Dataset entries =
+ + + +
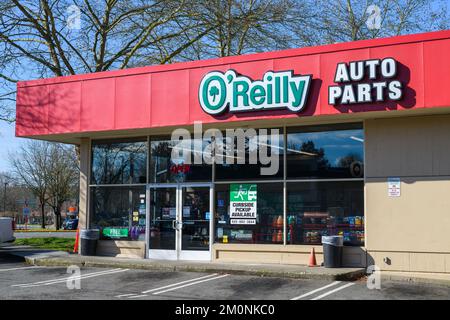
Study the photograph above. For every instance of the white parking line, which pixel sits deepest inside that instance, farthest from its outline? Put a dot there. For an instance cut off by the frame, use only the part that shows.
(179, 283)
(61, 280)
(21, 268)
(316, 290)
(137, 296)
(191, 284)
(125, 295)
(333, 291)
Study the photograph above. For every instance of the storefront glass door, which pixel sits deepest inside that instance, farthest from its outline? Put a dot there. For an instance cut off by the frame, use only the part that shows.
(180, 221)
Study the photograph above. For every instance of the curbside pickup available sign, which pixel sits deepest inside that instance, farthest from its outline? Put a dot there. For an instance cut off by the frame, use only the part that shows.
(239, 93)
(243, 199)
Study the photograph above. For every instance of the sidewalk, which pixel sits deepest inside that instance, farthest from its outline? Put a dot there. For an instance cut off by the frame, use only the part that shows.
(269, 270)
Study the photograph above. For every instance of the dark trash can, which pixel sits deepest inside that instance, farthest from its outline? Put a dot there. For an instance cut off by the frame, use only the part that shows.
(88, 241)
(332, 251)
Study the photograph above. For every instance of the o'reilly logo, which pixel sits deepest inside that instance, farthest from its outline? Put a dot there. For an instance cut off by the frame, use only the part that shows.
(239, 93)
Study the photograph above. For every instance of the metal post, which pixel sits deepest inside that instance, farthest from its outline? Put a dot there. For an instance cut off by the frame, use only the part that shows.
(4, 199)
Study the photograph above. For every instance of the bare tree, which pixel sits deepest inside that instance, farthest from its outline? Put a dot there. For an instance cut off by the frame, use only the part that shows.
(50, 172)
(63, 177)
(49, 38)
(30, 164)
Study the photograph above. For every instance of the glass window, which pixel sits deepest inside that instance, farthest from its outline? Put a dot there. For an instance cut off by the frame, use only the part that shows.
(315, 209)
(326, 152)
(165, 169)
(119, 212)
(119, 162)
(255, 166)
(268, 227)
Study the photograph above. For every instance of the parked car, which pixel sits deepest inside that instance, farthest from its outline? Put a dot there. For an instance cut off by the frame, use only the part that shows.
(6, 230)
(71, 223)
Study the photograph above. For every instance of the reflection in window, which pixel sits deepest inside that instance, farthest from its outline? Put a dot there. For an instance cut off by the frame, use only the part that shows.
(316, 209)
(163, 168)
(333, 153)
(119, 162)
(119, 212)
(255, 146)
(269, 221)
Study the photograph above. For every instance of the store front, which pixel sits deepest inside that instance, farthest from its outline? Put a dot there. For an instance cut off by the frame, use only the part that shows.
(347, 139)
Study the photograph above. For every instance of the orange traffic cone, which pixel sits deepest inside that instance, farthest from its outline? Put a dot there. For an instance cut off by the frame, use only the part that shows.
(77, 238)
(312, 258)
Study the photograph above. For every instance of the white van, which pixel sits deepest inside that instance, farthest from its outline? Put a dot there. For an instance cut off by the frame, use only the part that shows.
(6, 230)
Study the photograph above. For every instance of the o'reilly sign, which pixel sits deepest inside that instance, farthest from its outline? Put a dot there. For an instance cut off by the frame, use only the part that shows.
(240, 93)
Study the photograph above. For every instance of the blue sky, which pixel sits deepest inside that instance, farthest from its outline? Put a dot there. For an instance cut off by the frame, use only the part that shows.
(9, 143)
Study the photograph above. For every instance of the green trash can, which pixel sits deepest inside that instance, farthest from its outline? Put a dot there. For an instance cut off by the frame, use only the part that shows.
(88, 241)
(332, 251)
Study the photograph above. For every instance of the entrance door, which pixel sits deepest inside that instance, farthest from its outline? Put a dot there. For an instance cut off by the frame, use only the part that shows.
(180, 221)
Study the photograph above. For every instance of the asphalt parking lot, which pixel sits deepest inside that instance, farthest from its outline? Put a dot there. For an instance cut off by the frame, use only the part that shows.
(21, 281)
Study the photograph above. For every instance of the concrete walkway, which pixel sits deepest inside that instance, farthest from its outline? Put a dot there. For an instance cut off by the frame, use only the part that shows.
(273, 270)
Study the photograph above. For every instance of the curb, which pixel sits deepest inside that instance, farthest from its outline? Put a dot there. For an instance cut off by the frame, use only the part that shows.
(415, 279)
(238, 270)
(43, 231)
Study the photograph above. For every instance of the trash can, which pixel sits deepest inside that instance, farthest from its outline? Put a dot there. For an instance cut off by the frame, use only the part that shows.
(332, 251)
(88, 241)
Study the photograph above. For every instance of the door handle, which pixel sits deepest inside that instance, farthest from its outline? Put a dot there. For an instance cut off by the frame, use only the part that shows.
(176, 224)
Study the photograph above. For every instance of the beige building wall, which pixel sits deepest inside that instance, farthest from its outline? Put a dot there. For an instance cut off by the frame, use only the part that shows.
(410, 232)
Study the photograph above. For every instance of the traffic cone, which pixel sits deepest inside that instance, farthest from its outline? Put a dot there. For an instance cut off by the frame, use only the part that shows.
(312, 258)
(77, 238)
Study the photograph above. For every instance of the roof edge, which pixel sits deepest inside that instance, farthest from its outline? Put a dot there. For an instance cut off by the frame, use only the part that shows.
(328, 48)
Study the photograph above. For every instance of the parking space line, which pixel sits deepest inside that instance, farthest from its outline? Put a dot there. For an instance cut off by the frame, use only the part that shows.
(21, 268)
(316, 290)
(191, 284)
(138, 296)
(61, 280)
(333, 291)
(179, 283)
(125, 295)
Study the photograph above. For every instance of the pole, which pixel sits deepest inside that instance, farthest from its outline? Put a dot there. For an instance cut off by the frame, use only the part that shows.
(4, 199)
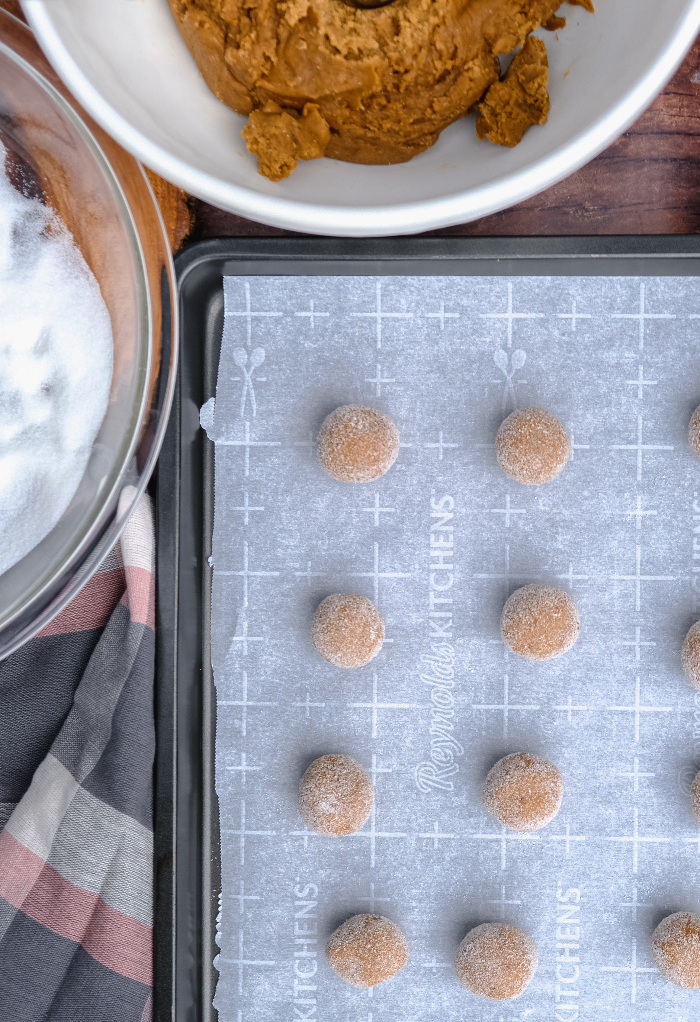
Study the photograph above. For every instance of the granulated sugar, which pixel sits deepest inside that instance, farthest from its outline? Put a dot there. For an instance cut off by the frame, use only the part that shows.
(675, 949)
(335, 795)
(366, 950)
(496, 961)
(531, 446)
(357, 444)
(55, 370)
(347, 630)
(540, 622)
(523, 792)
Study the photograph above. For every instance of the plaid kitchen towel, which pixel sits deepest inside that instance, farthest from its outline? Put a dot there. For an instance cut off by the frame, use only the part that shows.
(77, 743)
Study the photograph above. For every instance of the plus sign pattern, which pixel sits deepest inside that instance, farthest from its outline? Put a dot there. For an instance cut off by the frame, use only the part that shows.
(438, 544)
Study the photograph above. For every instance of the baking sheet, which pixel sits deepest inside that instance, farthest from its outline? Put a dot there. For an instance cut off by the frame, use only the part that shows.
(615, 360)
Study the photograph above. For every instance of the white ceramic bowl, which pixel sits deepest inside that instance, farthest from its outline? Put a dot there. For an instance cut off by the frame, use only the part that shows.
(127, 63)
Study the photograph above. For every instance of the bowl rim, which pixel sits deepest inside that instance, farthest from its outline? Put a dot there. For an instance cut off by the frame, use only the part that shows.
(405, 218)
(106, 521)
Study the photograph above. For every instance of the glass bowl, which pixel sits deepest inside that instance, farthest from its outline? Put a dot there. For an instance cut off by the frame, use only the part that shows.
(103, 197)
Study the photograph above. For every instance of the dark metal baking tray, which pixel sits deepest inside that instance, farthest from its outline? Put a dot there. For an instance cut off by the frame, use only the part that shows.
(187, 842)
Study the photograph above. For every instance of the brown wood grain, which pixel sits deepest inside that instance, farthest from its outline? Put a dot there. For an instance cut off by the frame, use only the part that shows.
(647, 182)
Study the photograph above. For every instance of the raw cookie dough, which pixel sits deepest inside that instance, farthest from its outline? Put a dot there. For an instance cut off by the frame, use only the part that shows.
(540, 622)
(690, 655)
(496, 961)
(347, 630)
(695, 798)
(385, 81)
(367, 949)
(335, 795)
(531, 446)
(523, 792)
(675, 949)
(358, 444)
(519, 100)
(694, 431)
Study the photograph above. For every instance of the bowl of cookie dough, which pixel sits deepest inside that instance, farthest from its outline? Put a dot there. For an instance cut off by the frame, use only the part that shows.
(87, 358)
(131, 67)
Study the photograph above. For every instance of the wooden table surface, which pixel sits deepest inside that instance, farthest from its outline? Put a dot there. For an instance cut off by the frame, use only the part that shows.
(647, 182)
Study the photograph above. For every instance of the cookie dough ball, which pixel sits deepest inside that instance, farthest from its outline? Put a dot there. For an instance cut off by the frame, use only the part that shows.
(523, 792)
(335, 795)
(496, 961)
(347, 630)
(695, 798)
(531, 446)
(540, 622)
(675, 949)
(366, 950)
(690, 655)
(694, 431)
(358, 445)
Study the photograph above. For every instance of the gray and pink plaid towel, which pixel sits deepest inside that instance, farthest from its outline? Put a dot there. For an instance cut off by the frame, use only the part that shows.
(77, 743)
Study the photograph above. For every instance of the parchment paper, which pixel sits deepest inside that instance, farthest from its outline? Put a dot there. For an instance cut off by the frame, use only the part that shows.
(438, 544)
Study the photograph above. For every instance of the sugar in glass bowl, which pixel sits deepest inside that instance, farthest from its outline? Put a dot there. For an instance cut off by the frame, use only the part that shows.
(104, 199)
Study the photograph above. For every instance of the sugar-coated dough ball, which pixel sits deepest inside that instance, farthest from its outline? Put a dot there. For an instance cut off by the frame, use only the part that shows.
(695, 798)
(366, 950)
(531, 446)
(357, 444)
(347, 630)
(335, 795)
(497, 961)
(523, 792)
(675, 949)
(690, 655)
(540, 622)
(694, 431)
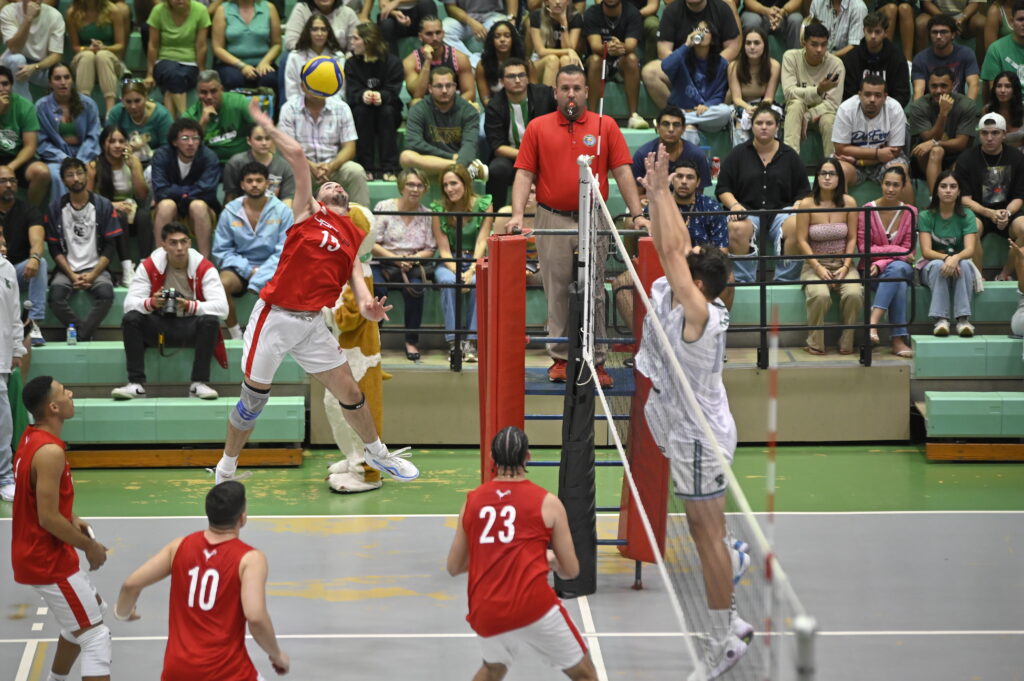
+ + + +
Task details = Find the line holding "of the sugar-coated" in the data above. Retype it and every later line exactly, through the end, but not the pictures.

Finished task =
Study the photograph above. For every instance of the sugar-coated dough ball, which pixel sits deepest inside that instance, farthest from its outline? Put a dot there. For an instance cut off by the frame, use only the part that shows.
(695, 798)
(366, 950)
(531, 446)
(357, 444)
(347, 630)
(335, 795)
(497, 961)
(523, 792)
(675, 949)
(690, 655)
(540, 622)
(694, 431)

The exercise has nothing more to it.